— Data shown —

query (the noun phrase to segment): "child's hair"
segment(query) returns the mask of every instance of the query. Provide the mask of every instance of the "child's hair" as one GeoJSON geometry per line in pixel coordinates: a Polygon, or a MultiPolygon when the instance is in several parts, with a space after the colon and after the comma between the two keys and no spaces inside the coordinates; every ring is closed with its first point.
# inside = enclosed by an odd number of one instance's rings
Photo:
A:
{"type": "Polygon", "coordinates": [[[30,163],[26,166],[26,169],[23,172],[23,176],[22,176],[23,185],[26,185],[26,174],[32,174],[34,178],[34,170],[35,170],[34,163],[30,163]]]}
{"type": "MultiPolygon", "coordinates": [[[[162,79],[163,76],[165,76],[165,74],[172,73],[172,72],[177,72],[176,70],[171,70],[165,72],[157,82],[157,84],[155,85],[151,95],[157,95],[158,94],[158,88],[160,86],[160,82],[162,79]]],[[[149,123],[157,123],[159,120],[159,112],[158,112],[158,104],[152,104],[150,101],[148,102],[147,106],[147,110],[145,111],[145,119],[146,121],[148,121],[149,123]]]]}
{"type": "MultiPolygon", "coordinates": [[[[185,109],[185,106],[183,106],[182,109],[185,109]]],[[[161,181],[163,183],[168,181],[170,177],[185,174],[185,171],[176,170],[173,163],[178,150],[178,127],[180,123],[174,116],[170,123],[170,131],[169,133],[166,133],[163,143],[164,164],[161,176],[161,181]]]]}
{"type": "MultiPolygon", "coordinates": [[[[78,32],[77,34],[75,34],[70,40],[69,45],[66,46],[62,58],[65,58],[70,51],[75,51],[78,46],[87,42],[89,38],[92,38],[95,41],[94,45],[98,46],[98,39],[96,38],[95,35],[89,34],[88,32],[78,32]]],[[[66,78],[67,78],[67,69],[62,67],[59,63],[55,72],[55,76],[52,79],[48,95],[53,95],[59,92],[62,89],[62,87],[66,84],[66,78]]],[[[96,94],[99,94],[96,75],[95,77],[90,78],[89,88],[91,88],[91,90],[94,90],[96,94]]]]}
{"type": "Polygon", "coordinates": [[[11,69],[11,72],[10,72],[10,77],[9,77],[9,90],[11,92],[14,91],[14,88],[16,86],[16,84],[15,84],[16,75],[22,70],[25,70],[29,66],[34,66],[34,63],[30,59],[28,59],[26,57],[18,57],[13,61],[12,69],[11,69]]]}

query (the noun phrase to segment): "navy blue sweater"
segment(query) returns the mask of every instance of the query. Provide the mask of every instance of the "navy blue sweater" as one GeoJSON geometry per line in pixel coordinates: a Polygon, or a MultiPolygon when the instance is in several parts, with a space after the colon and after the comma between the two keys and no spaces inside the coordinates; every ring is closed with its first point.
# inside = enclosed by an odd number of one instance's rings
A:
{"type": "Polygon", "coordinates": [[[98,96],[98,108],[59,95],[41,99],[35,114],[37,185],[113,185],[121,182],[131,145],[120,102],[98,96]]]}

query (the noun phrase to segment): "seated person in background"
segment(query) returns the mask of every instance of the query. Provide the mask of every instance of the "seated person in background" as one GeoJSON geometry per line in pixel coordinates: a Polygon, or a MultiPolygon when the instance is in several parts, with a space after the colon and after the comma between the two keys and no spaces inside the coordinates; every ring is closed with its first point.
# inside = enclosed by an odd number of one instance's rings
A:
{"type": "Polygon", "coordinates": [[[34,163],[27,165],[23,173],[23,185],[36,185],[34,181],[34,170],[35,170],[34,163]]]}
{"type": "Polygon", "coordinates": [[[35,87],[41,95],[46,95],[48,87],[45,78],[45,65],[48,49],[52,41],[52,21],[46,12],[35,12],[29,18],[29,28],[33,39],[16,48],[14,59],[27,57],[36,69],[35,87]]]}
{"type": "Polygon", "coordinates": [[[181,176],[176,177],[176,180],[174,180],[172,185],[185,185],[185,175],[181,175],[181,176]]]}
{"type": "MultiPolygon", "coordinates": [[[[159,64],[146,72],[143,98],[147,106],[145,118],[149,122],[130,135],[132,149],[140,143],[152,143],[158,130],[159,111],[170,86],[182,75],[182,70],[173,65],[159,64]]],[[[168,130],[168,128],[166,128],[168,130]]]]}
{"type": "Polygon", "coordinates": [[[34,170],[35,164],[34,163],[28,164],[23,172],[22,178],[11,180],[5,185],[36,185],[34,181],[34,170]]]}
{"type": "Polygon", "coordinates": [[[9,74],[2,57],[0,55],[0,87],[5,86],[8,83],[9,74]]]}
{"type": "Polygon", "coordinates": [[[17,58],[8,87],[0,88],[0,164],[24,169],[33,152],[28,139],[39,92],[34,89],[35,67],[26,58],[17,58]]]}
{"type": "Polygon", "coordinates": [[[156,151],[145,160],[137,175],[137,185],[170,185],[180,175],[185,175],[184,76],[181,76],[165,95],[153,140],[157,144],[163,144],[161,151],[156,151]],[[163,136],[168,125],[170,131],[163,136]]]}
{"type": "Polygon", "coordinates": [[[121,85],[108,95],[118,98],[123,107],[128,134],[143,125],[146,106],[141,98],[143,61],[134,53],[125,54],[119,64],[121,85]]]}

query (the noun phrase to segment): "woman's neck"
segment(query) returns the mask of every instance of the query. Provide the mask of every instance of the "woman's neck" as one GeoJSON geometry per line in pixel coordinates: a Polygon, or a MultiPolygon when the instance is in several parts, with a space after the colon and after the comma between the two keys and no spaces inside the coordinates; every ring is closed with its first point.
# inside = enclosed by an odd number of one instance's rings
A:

— What is needed —
Set down each entry again, unchanged.

— The result —
query (the noun phrase to segment): "child's hair"
segment(query) returns the mask of every instance of the query. Provide the mask of every instance of the "child's hair" as one GeoJSON geometry per line in pixel coordinates: a Polygon, or a MultiPolygon when the instance is in several parts, with a space after the colon and after the comma between the two keys and no spaces inside the coordinates; every ring is closed with its first point.
# inside = enclosed by an odd number of one instance's rings
Photo:
A:
{"type": "Polygon", "coordinates": [[[30,163],[26,166],[26,169],[23,172],[23,176],[22,176],[23,185],[26,185],[26,174],[32,174],[34,178],[34,170],[35,170],[34,163],[30,163]]]}
{"type": "MultiPolygon", "coordinates": [[[[162,79],[163,76],[165,76],[165,74],[172,73],[172,72],[177,72],[176,70],[171,70],[165,72],[157,82],[157,84],[155,85],[151,95],[157,95],[158,94],[158,88],[160,86],[160,82],[162,79]]],[[[149,123],[157,123],[159,120],[159,112],[158,112],[158,104],[152,104],[150,101],[148,102],[147,106],[147,110],[145,111],[145,119],[146,121],[148,121],[149,123]]]]}
{"type": "MultiPolygon", "coordinates": [[[[185,109],[185,106],[183,106],[182,109],[185,109]]],[[[161,181],[163,183],[168,181],[170,177],[185,174],[185,171],[176,170],[173,163],[178,150],[178,127],[180,123],[174,116],[170,123],[170,131],[169,133],[166,133],[163,143],[164,164],[161,176],[161,181]]]]}
{"type": "MultiPolygon", "coordinates": [[[[78,32],[77,34],[75,34],[70,40],[69,45],[66,46],[62,58],[65,58],[70,51],[75,51],[78,46],[87,42],[89,38],[92,38],[95,41],[94,45],[98,46],[98,39],[96,38],[95,35],[89,34],[88,32],[78,32]]],[[[66,78],[67,78],[67,69],[62,67],[59,63],[55,72],[55,76],[52,79],[48,95],[53,95],[59,92],[62,89],[62,87],[66,84],[66,78]]],[[[96,94],[99,94],[96,75],[95,77],[90,78],[89,88],[91,88],[91,90],[94,90],[96,94]]]]}
{"type": "Polygon", "coordinates": [[[11,69],[11,72],[10,72],[10,77],[9,77],[9,90],[11,92],[14,91],[14,88],[16,86],[16,84],[15,84],[16,75],[22,70],[25,70],[29,66],[34,66],[34,63],[30,59],[28,59],[26,57],[18,57],[13,61],[12,69],[11,69]]]}

query (the noun phrase to segment): "navy blue sweater"
segment(query) returns the mask of every instance of the query. Provide the mask of every instance of the "navy blue sweater" as one GeoJSON geometry per line in pixel coordinates: a Polygon, or a MultiPolygon when the instance is in several parts, with a space after the colon and after the comma between the two keys and no spaces inside the coordinates; every ring is closed with its first point.
# inside = enclosed by an odd number of one instance's rings
A:
{"type": "Polygon", "coordinates": [[[98,96],[98,108],[59,95],[41,99],[35,114],[37,185],[113,185],[121,182],[131,145],[120,102],[98,96]]]}

query (the noun phrase to segment): "seated person in background"
segment(query) returns the mask of every instance of the query. Provide the mask of every instance of the "seated person in background" as one GeoJSON geometry per line in pixel coordinates: a Polygon, or a MultiPolygon when the instance is in several parts, with a space after the colon and after the comma between the two keys and no spaces inside the coordinates; every ring is closed with its first point.
# inside = enclosed by an odd number of one instance's rings
A:
{"type": "Polygon", "coordinates": [[[34,163],[27,165],[23,173],[23,185],[36,185],[34,181],[34,170],[35,170],[34,163]]]}
{"type": "Polygon", "coordinates": [[[35,87],[41,95],[46,95],[48,87],[45,78],[45,65],[48,49],[52,41],[52,21],[46,12],[35,12],[29,18],[29,28],[33,39],[16,48],[14,59],[27,57],[36,69],[35,87]]]}
{"type": "Polygon", "coordinates": [[[181,176],[176,177],[176,180],[174,180],[172,185],[185,185],[185,175],[181,175],[181,176]]]}
{"type": "MultiPolygon", "coordinates": [[[[159,64],[146,72],[143,98],[147,106],[145,118],[149,122],[130,135],[132,149],[140,143],[152,143],[158,130],[159,111],[170,86],[182,75],[182,70],[173,65],[159,64]]],[[[168,130],[168,128],[166,128],[168,130]]]]}
{"type": "Polygon", "coordinates": [[[34,170],[35,164],[34,163],[28,164],[23,172],[22,178],[11,180],[5,185],[36,185],[34,181],[34,170]]]}
{"type": "Polygon", "coordinates": [[[9,74],[2,57],[0,55],[0,87],[5,86],[8,83],[9,74]]]}
{"type": "Polygon", "coordinates": [[[17,58],[8,87],[0,88],[0,164],[24,169],[33,152],[28,139],[39,92],[34,89],[35,67],[26,58],[17,58]]]}
{"type": "Polygon", "coordinates": [[[156,151],[145,160],[137,175],[137,185],[170,185],[180,175],[185,175],[184,76],[181,76],[165,95],[153,140],[157,144],[163,144],[161,151],[156,151]],[[163,136],[168,125],[170,131],[163,136]]]}
{"type": "Polygon", "coordinates": [[[121,85],[108,95],[118,98],[123,107],[128,134],[143,125],[146,106],[141,98],[143,61],[134,53],[125,54],[119,64],[121,85]]]}

query (the noun phrase to segment): "woman's neck"
segment(query) returns the mask of every instance of the query. Provide the mask of every instance of the "woman's neck" as one GeoJSON geometry per line in pixel coordinates: a Polygon, or a MultiPolygon when the instance is in several parts, with a space after the colon and after the comma between the two keys and no spaces inside the coordinates; every ring is closed with its first point.
# inside = enclosed by an odd number of one instance's rings
A:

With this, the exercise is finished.